Object position labeling entries

- - - - -

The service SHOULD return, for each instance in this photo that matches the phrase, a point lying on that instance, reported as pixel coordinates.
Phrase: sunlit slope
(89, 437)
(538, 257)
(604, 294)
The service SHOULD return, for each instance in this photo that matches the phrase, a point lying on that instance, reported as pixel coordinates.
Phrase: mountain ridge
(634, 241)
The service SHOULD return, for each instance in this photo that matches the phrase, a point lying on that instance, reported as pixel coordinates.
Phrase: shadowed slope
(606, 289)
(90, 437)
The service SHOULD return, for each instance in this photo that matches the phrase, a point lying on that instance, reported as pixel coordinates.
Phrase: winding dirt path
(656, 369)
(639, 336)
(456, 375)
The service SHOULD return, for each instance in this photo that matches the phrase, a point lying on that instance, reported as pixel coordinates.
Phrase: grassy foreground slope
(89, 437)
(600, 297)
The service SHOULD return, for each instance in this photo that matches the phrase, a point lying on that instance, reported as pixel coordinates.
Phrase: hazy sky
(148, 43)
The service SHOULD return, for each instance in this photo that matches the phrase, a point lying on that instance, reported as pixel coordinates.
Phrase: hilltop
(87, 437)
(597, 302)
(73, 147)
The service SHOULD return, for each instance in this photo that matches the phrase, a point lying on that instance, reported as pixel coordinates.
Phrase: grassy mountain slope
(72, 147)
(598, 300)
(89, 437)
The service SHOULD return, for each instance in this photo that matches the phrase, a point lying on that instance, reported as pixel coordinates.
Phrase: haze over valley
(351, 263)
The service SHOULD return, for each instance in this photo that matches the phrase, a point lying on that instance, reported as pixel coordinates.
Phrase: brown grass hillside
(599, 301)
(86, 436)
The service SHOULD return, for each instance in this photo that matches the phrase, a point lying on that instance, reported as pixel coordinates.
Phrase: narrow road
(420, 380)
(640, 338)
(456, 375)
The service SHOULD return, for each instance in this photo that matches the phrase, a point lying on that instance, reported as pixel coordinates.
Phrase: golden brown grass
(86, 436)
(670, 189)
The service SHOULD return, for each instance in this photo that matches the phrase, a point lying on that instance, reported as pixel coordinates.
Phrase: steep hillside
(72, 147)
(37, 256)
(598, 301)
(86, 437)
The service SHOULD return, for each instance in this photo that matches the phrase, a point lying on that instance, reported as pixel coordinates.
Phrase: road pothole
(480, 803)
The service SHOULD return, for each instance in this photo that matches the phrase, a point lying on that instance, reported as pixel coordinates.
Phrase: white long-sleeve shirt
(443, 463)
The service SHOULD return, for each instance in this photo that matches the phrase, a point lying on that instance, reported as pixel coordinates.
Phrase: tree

- - - - -

Write the material out again word for word.

The service SHOULD return, for each instance in this photo that matches the phrase, a point lying on that instance, reported as pixel coordinates.
Phrase: sunlit slope
(89, 437)
(538, 257)
(604, 294)
The service SHOULD return, for each instance in this photo that matches the phrase, a point lying on that instance, reported as pixel coordinates.
Phrase: mountain ridge
(634, 241)
The service SHOULD return, for each instance in this photo that matches the phrase, a point lying on that instance, reported as pixel coordinates.
Phrase: shadowed slope
(606, 289)
(90, 437)
The service SHOULD return, for each instance in this photo that matches the phrase, a point lying on that instance, reported as pixel coordinates.
Phrase: winding dirt path
(656, 369)
(639, 336)
(456, 375)
The service SHOULD return, for each instance in this photo that matches the phrase, a point lying on that instance, reported as pixel coordinates.
Phrase: grassy foreground slope
(89, 437)
(600, 297)
The service SHOULD return, for each instance in this photo that matches the phrase, a point lying on that instance, reported as pixel coordinates.
Phrase: hazy sky
(148, 43)
The service SHOULD return, for each instance in this photo that matches the phrase, a point lying on that instance, reported as pixel coordinates.
Phrase: hilltop
(87, 437)
(597, 302)
(73, 147)
The service SHOULD return, for each instance in this photo that matches the phrase, a point lying on that instance, reported as pixel coordinates.
Phrase: grassy mountain slope
(72, 147)
(598, 300)
(89, 437)
The service SHOULD return, for each instance in this photo that matches the phrase, a point lying on that instance, reported as pixel coordinates.
Phrase: haze over valley
(351, 263)
The service SHOULD return, for each instance in this photo that matches the phrase, a point lying on that instance, reported as pixel coordinates.
Phrase: brown grass hillside
(599, 301)
(86, 436)
The service SHOULD return, for each instance in this photo that matches the phrase, a point lying on that instance, reported as pixel coordinates.
Phrase: narrow road
(420, 380)
(640, 338)
(456, 375)
The service SHOULD return, for each instance in this photo that matches the phrase, a point lying on that instance, reported as pixel coordinates.
Phrase: golden brown grass
(86, 436)
(670, 189)
The service SHOULD return, for each instance in this photo that matches the phrase, a point lying on that instance, reported as pixel coordinates.
Phrase: steep hillside
(72, 147)
(37, 256)
(598, 301)
(86, 437)
The service SHOULD return, for each instance in this photo that matches the phrase, a point lying on that instance, reported as pixel coordinates.
Phrase: road pothole
(480, 803)
The service SHOULD return, for each instance in this photo that matches the phrase, a point lying on that instance, reported as pixel coordinates.
Phrase: white long-sleeve shirt
(443, 463)
The service SHOULD return, for each instance in this photo that matches the phrase, a point lying on that instance, reported as pixel coordinates.
Phrase: tree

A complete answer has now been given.